[What you will do] From the line containing "Note: pick out each instance of the wine" through the last line of the data, return those lines exactly as written and nothing more.

Dataset records about object locations:
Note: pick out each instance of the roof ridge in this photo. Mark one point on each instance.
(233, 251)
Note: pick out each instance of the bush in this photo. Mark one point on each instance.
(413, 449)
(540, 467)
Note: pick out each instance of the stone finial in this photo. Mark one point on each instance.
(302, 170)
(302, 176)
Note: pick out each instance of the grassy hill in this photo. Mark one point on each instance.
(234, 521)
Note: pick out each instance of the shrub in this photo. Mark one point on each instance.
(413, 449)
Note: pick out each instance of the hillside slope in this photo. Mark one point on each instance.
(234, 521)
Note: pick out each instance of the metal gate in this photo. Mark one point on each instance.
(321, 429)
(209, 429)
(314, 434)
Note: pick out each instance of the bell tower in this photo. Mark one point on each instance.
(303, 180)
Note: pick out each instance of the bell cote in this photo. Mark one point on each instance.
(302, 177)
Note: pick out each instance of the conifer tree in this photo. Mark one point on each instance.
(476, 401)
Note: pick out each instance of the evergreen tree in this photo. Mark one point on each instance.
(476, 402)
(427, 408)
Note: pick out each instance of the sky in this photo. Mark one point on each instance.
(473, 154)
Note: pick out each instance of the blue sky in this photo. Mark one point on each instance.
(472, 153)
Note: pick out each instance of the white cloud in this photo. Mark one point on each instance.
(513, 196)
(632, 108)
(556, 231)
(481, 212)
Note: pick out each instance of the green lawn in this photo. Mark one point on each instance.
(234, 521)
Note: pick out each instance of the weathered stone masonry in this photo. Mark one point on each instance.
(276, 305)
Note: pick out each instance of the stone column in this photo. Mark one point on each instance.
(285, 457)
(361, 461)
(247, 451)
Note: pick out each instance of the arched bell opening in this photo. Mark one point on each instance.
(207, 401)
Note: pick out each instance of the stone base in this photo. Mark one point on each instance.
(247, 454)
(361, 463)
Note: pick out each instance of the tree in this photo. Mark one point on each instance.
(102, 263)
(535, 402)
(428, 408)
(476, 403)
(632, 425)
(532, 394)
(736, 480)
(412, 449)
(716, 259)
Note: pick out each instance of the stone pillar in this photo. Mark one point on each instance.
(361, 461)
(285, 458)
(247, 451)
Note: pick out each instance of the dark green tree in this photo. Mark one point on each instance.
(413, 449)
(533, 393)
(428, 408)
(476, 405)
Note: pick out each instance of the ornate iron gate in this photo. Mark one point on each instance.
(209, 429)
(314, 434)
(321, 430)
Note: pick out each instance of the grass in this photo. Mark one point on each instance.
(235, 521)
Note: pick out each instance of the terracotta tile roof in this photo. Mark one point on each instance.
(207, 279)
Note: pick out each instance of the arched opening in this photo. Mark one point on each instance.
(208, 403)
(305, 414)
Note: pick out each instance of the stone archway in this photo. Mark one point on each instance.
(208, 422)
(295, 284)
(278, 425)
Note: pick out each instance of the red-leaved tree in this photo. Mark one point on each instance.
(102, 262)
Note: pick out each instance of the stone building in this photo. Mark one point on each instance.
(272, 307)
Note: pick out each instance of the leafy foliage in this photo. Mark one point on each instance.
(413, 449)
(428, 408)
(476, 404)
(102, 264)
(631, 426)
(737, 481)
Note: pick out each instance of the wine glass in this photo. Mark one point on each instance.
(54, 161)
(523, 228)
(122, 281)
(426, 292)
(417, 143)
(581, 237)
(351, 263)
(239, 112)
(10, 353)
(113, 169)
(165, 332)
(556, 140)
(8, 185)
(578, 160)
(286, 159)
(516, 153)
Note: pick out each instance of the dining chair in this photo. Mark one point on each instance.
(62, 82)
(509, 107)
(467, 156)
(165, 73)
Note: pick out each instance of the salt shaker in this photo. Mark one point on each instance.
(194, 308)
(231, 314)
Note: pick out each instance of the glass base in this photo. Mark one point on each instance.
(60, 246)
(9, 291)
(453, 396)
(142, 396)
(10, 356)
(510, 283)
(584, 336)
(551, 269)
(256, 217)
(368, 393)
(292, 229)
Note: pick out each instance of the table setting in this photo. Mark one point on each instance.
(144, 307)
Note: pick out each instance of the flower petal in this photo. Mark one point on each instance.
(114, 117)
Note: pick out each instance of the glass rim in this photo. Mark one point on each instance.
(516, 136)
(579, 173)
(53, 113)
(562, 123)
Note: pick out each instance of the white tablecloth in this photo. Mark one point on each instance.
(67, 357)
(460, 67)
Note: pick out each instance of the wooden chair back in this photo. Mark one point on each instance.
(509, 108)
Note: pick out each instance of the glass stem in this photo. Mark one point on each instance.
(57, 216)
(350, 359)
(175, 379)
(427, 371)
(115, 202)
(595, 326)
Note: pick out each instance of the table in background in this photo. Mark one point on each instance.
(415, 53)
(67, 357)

[The response]
Note: pick out each instance of the wine glass in this photo. Mark one point on each instance.
(54, 161)
(523, 228)
(122, 281)
(426, 292)
(417, 143)
(581, 237)
(351, 263)
(239, 112)
(10, 353)
(113, 169)
(165, 332)
(556, 140)
(8, 185)
(578, 160)
(286, 159)
(516, 153)
Note: pick out each instance of the dining chair in this photo. Mark one point on each instance.
(62, 82)
(509, 107)
(467, 156)
(165, 73)
Note: pick out each instance of the salt shaker in this photo. Mark one point on each instance.
(194, 308)
(231, 314)
Note: pick out each instance of the glass base in this photo. Mark one point on each instance.
(60, 246)
(9, 291)
(453, 396)
(142, 396)
(10, 356)
(510, 283)
(584, 336)
(551, 269)
(256, 217)
(368, 393)
(292, 229)
Note: pick out each instance of the table setting in this photo. Mark one point on each instance.
(144, 307)
Note: pick out each instance of the flower petal in this photo. Mark one point on each instance.
(114, 117)
Note: pick out each instance of the glass rim in this photo. Mark one point on each instance.
(516, 136)
(579, 173)
(53, 113)
(562, 123)
Note: pick out each instance of the white tablecloth in this photo. Mark one point on each instance.
(67, 357)
(460, 67)
Note: pick out each instance of the wooden chair back in this photo. Mark one point on each instance.
(509, 108)
Note: pick out each instance of the glass stem in this photo. Mark one point on each instance.
(57, 216)
(350, 359)
(175, 379)
(427, 371)
(115, 202)
(595, 326)
Note: pick out each instance of the table in background in this photo. Mark one point on each instance.
(415, 53)
(67, 357)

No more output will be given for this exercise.